**** Study text ****
Scientific classification
- Kingdom: Animalia
- Phylum: Chordata
- Class: Aves
- Order: Passeriformes
- Family: Icteridae
- Genus: Cacicus
- Species: C. solitarius
- Binomial name: Cacicus solitarius Vieillot, 1816

= Solitary cacique =

- Genus: Cacicus
- Species: solitarius
- Authority: Vieillot, 1816
- Conservation status: LC

Species of bird

The solitary cacique or solitary black cacique (Cacicus solitarius) is a species of bird in the family Icteridae.

It is found in Argentina, Bolivia, Brazil, Colombia, Ecuador, Paraguay, Peru, Uruguay, and Venezuela. Its natural habitats are subtropical or tropical moist lowland forests, subtropical or tropical swamps, and heavily degraded former forest. It is a fairly common bird with a very extensive range so the IUCN has rated it as a "species of least concern".

==Description==
The male solitary cacique has a length of about 27 cm and the female 23 cm. It differs from all other entirely black birds with dark irises within its range, by having a large white, chisel-shaped, sharply-pointed beak. It could be confused with the Ecuadorian cacique (Cacicus sclateri), but that is smaller and has a restricted range, or the yellow-billed cacique (Amblycercus holosericeus), but that is not found east of the Andes. It has a range of different vocalizations which are mostly delivered at a measured pace but are sometimes interrupted by gurgles and growls.

==Distribution and habitat==
The solitary cacique has a very wide distribution in Amazonia. Its range extends southwards as far as northern Argentina and Uruguay at altitudes of up to about 800 m. It inhabits forests, gallery forests and flooded areas. It is generally found in the mid-storey of the canopy, or the shrubby understorey, often clambering about among dense vines.

==Ecology==
The solitary cacique is often found singly or in pairs but does not join flocks of birds. It forages in tangled undergrowth and is acrobatic, sometimes hanging upside-down. At times it visits flowering trees higher in the canopy. Its diet consists of invertebrates and small vertebrates such as tree frogs, and it also consumes fruit and nectar. Breeding takes place between October and January according to location and in Argentina it is thought that two broods are reared. Many birds in this genus build their nests in colonies, but this bird nests alone.

==Status==
The solitary cacique has an extremely large range, its area of occupancy being estimated as 8790000 km2. It is a fairly common species, and although the population trend has not been quantified, the population is thought to be stable, so the International Union for Conservation of Nature has assessed the bird's conservation status as being of "least concern".
****
* Set of tasks
1. Turn the paragraph of the solitary cacique text that begins "The solitary cacique is often found singly" into a short bulleted list that keeps its main facts.
2. Using the solitary cacique text, answer these:
(a) How long is the male?
(b) Up to what altitude does its range extend?
(c) In which months does breeding take place?
The items that come next have nothing to do with the solitary cacique text.
**** Excerpted data ****
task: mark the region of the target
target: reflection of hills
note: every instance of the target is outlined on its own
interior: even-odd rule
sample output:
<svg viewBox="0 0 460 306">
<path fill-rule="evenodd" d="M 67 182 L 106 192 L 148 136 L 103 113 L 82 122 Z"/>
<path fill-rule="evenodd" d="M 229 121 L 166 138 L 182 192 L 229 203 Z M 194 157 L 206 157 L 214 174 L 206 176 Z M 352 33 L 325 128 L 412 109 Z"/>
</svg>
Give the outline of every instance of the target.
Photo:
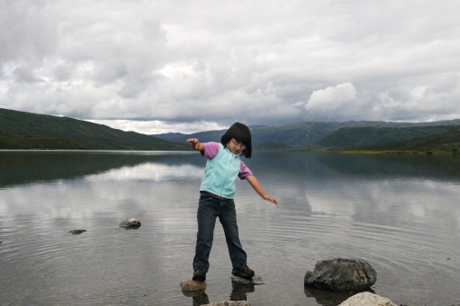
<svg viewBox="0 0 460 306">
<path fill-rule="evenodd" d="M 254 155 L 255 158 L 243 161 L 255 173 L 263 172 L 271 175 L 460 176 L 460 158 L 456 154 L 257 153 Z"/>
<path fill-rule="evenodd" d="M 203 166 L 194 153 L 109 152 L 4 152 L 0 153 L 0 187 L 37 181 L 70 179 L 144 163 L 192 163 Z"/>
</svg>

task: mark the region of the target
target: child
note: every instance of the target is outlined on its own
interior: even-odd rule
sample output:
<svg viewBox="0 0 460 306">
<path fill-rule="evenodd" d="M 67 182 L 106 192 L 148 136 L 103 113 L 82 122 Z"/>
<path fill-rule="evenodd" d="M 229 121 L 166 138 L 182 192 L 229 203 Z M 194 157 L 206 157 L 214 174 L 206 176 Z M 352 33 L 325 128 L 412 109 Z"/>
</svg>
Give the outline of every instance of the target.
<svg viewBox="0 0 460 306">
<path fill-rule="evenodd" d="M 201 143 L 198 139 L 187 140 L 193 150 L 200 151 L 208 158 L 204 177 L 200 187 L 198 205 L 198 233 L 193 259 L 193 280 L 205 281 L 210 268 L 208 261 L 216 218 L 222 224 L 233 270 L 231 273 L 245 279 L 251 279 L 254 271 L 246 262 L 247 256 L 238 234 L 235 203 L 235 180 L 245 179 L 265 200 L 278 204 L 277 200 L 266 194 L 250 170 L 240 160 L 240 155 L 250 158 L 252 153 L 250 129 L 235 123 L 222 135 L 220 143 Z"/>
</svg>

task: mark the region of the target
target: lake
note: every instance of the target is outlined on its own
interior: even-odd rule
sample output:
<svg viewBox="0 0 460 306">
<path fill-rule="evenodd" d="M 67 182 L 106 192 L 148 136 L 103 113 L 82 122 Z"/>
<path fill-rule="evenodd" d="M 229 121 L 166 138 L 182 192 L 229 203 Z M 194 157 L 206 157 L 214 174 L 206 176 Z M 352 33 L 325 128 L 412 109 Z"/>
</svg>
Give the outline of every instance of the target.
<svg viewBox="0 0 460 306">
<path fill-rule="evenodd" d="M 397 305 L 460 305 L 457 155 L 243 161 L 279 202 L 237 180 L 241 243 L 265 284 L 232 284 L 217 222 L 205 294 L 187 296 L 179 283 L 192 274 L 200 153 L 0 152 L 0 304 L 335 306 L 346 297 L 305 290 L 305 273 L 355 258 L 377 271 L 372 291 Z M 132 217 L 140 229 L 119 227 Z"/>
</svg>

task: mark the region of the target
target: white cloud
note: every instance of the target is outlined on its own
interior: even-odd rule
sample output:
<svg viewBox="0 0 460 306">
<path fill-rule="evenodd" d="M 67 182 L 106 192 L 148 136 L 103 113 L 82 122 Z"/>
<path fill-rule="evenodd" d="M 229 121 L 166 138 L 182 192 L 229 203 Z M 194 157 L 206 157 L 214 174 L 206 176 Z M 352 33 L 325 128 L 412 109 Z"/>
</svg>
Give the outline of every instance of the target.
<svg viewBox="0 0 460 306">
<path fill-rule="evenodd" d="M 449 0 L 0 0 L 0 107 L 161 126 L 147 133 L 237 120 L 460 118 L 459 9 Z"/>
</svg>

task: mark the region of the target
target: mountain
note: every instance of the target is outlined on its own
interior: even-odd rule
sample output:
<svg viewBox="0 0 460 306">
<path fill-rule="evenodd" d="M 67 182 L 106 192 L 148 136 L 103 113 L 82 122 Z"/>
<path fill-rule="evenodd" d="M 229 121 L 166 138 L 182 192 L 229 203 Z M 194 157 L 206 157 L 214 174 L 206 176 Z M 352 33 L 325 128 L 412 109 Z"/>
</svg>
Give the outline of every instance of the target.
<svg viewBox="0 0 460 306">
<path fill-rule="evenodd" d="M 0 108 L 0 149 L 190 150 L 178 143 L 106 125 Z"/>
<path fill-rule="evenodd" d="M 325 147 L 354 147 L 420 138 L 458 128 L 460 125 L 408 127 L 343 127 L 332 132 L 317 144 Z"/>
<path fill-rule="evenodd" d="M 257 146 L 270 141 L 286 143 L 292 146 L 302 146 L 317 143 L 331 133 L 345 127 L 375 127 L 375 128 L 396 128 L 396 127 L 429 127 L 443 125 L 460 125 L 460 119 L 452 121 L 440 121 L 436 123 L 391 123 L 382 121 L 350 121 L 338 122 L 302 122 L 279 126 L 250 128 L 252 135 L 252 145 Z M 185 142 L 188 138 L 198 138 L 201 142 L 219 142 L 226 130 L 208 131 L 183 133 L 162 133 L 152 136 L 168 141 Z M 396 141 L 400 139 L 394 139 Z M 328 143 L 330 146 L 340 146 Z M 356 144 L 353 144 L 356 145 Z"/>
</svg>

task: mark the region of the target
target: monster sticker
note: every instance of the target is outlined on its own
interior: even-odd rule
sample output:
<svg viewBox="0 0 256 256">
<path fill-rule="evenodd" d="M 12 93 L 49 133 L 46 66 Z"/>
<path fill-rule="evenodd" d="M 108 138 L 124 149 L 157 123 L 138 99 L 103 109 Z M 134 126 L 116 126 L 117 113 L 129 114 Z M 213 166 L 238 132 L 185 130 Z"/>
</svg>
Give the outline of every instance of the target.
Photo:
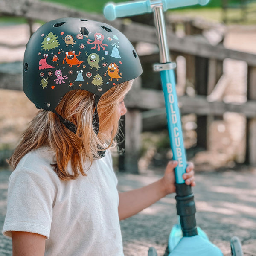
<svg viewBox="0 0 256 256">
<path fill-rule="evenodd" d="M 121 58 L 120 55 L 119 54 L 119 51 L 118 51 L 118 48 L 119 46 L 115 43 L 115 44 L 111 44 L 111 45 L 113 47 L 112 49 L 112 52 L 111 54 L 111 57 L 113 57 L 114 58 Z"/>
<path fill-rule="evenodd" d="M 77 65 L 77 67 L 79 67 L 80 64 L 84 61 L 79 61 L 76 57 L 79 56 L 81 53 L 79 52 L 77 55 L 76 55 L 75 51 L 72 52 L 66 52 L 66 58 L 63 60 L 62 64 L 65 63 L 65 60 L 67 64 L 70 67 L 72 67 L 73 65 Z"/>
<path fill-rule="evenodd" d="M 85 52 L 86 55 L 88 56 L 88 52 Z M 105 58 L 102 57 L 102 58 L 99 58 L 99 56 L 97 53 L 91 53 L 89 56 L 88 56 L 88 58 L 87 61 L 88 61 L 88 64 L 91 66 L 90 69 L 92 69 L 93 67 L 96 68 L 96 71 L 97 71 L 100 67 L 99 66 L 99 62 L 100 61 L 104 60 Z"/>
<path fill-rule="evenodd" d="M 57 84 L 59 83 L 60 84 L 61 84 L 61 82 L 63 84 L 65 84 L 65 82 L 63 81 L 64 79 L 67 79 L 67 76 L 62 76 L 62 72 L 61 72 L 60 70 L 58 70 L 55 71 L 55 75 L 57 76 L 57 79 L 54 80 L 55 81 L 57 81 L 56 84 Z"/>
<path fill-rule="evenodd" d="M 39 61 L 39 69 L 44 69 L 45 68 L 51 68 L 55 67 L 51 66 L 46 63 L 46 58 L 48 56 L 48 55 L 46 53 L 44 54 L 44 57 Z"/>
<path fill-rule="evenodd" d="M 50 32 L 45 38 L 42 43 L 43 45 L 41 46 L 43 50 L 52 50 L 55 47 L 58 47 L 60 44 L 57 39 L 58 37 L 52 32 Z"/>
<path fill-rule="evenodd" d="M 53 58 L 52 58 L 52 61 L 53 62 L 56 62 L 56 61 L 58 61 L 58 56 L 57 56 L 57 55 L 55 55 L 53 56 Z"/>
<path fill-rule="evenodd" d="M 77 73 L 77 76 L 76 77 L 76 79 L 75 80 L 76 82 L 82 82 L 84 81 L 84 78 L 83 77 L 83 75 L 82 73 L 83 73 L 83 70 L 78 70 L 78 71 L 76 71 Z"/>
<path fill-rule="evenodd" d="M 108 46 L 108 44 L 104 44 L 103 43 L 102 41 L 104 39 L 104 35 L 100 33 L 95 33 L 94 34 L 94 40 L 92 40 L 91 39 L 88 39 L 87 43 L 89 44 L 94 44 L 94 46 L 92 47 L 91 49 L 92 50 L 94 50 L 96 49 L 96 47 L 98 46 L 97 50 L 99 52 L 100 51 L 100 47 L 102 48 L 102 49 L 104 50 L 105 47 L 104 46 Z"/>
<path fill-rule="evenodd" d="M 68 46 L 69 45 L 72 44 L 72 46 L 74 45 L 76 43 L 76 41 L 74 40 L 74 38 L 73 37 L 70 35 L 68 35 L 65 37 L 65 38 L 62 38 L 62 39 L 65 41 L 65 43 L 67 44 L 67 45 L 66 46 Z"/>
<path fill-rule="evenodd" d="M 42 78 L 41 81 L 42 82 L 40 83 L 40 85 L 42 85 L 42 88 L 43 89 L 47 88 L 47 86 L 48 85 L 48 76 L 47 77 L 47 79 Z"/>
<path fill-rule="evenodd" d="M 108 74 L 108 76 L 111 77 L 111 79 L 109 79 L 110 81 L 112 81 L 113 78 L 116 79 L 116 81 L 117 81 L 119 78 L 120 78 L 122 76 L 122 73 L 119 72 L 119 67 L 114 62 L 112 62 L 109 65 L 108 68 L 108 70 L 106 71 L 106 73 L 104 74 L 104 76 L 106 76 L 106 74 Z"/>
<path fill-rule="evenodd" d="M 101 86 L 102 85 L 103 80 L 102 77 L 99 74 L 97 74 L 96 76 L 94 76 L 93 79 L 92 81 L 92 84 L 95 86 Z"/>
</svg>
****
**** Excerpted data ****
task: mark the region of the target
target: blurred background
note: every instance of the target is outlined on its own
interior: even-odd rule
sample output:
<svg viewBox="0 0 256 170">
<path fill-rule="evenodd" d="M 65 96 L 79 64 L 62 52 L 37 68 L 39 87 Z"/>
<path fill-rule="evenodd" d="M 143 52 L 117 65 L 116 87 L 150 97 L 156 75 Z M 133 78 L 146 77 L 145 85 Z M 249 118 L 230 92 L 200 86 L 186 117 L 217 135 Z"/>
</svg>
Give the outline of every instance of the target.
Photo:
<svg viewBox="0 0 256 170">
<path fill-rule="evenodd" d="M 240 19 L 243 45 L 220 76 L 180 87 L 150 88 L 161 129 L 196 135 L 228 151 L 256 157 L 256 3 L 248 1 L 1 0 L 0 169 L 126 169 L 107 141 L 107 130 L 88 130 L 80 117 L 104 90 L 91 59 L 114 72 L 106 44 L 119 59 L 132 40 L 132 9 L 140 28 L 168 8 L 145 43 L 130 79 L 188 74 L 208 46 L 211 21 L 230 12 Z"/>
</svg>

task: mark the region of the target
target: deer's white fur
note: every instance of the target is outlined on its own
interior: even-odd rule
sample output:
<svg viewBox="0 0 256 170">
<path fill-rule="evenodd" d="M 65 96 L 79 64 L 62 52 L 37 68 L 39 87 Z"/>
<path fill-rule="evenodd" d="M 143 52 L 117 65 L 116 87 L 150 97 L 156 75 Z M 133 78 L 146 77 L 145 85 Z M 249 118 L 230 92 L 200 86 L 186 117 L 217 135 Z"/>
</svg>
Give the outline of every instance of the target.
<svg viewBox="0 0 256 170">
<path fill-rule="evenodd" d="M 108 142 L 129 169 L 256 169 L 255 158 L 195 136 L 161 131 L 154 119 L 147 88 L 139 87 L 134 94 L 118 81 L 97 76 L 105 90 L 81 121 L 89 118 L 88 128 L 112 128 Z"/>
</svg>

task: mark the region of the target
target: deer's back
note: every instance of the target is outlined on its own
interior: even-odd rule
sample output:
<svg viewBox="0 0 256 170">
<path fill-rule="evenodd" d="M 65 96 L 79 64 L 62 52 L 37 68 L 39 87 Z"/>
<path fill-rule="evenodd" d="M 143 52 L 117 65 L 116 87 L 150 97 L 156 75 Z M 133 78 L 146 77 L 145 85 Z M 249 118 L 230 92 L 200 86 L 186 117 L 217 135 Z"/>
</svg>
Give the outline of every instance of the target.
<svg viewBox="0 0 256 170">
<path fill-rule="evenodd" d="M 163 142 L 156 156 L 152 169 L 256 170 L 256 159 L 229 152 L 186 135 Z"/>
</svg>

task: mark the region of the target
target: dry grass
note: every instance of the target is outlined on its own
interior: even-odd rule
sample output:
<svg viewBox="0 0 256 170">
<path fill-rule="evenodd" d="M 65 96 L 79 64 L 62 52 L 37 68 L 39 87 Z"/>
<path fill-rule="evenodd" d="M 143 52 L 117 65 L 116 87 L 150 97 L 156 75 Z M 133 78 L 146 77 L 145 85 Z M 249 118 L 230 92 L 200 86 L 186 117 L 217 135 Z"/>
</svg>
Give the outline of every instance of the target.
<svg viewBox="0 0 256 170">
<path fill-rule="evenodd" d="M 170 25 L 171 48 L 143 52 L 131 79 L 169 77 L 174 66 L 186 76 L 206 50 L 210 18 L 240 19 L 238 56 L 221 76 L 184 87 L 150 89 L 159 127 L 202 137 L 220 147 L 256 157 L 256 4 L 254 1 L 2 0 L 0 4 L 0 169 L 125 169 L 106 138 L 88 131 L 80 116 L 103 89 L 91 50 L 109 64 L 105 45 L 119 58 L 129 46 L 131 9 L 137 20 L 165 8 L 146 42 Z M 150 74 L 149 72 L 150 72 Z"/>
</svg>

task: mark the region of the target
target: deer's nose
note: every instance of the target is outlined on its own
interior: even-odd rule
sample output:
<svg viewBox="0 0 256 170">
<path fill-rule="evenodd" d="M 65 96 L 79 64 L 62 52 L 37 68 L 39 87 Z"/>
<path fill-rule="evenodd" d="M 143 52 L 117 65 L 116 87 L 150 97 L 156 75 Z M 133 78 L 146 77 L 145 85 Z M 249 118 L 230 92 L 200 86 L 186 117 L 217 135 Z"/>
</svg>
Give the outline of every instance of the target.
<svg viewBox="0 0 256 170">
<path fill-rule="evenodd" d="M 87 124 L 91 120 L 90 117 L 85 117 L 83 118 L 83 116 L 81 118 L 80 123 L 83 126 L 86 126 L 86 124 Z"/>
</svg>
****
* Solutions in order
1.
- Found alone or in pairs; does not join flocks
- Forages acrobatically in tangled undergrowth, sometimes hanging upside-down
- Sometimes visits flowering trees higher in the canopy
- Eats invertebrates, small vertebrates such as tree frogs, fruit and nectar
- Breeds between October and January depending on location; in Argentina probably rears two broods
- Nests alone, unlike many birds in its genus, which nest in colonies

2.
(a) About 27 cm
(b) About 800 m
(c) Between October and January